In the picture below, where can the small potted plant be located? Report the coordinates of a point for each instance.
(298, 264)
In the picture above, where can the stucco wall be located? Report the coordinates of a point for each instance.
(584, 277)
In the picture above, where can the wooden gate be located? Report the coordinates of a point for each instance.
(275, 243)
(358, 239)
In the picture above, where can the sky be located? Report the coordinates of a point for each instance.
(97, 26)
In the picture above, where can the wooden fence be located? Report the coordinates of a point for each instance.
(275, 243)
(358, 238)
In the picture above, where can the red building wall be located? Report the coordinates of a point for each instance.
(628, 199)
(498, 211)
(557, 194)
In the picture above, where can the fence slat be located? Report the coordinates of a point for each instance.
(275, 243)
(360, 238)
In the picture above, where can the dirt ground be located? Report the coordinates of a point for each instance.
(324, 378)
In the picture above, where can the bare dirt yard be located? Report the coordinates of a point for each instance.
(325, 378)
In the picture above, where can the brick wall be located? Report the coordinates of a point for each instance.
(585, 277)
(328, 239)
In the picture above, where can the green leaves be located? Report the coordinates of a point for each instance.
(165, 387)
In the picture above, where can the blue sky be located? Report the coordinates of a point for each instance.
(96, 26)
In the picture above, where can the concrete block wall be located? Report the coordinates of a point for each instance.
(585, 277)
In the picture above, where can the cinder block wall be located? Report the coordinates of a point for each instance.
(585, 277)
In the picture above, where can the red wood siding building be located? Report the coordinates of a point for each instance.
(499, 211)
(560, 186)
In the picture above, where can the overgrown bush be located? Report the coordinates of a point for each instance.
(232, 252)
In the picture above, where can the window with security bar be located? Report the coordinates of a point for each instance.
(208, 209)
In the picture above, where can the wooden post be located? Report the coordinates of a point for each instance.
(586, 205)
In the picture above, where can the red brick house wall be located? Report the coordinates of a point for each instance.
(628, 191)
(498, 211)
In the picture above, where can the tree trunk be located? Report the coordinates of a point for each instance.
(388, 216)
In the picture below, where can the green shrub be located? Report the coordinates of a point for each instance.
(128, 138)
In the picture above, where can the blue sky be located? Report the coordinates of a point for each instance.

- - - - - - -

Work to be completed - Reformat every item above as a numbered list, one line per entry, with blank lines omitted.

The reply -
1. In the picture below, where can the small potted plant be located? Report the coordinates of a point for each instance.
2. (298, 264)
3. In the picture above, where can the stucco wall be located? Report the coordinates of a point for each instance.
4. (584, 277)
5. In the picture above, where can the wooden gate be located? Report the coordinates of a point for each instance.
6. (275, 243)
7. (358, 239)
8. In the picture above, where can the sky be located? Report the coordinates of a point for each instance.
9. (97, 26)
10. In the picture above, where can the wooden fence be located? Report the coordinates of a point for each instance.
11. (275, 243)
12. (358, 238)
13. In the picture above, where can the red building wall be located? Report the coordinates of a point for each instance.
14. (628, 199)
15. (498, 211)
16. (557, 194)
17. In the picture above, where can the fence slat be located? Report the coordinates of a point for each instance.
18. (275, 243)
19. (360, 238)
20. In the picture above, where can the dirt ground be located? Report the coordinates of a point for each instance.
21. (324, 378)
22. In the picture above, where can the bare dirt yard be located? Report the coordinates of a point for each instance.
23. (325, 378)
24. In the picture above, where can the brick wall be located? Report the coordinates of a point for each instance.
25. (585, 277)
26. (328, 239)
27. In the picture above, where can the green leaves be located? Report the coordinates of a point for each instance.
28. (165, 387)
29. In the picture above, where can the blue sky be located? Report the coordinates of a point for each instance.
30. (96, 26)
31. In the picture above, where can the concrete block wall be located? Report the coordinates of a point for each instance.
32. (585, 277)
33. In the picture above, where can the cinder block wall be located? Report the coordinates of a point for each instance.
34. (585, 277)
35. In the picture above, where can the red wood siding building be located? Report the coordinates of a point for each instance.
36. (499, 211)
37. (560, 186)
38. In the picture above, where can the overgrown bush be located? Report the coordinates of a point for each instance.
39. (232, 252)
40. In the picture above, where can the window with security bar be located? Report the coordinates of a point for each instance.
41. (208, 209)
42. In the picture above, where can the wooden post be located? Report the coordinates of a point for each instance.
43. (586, 205)
44. In the picture above, where can the red brick house wall be located? Report the coordinates of a point for each instance.
45. (628, 191)
46. (498, 211)
47. In the picture above, where can the tree trunk be located? Report the coordinates of a point for each instance.
48. (388, 216)
49. In the picture below, where can the green shrub be located? Report the coordinates of a point for each instance.
50. (128, 138)
51. In the picture above, where can the blue sky be located? Report the coordinates of a point for each instance.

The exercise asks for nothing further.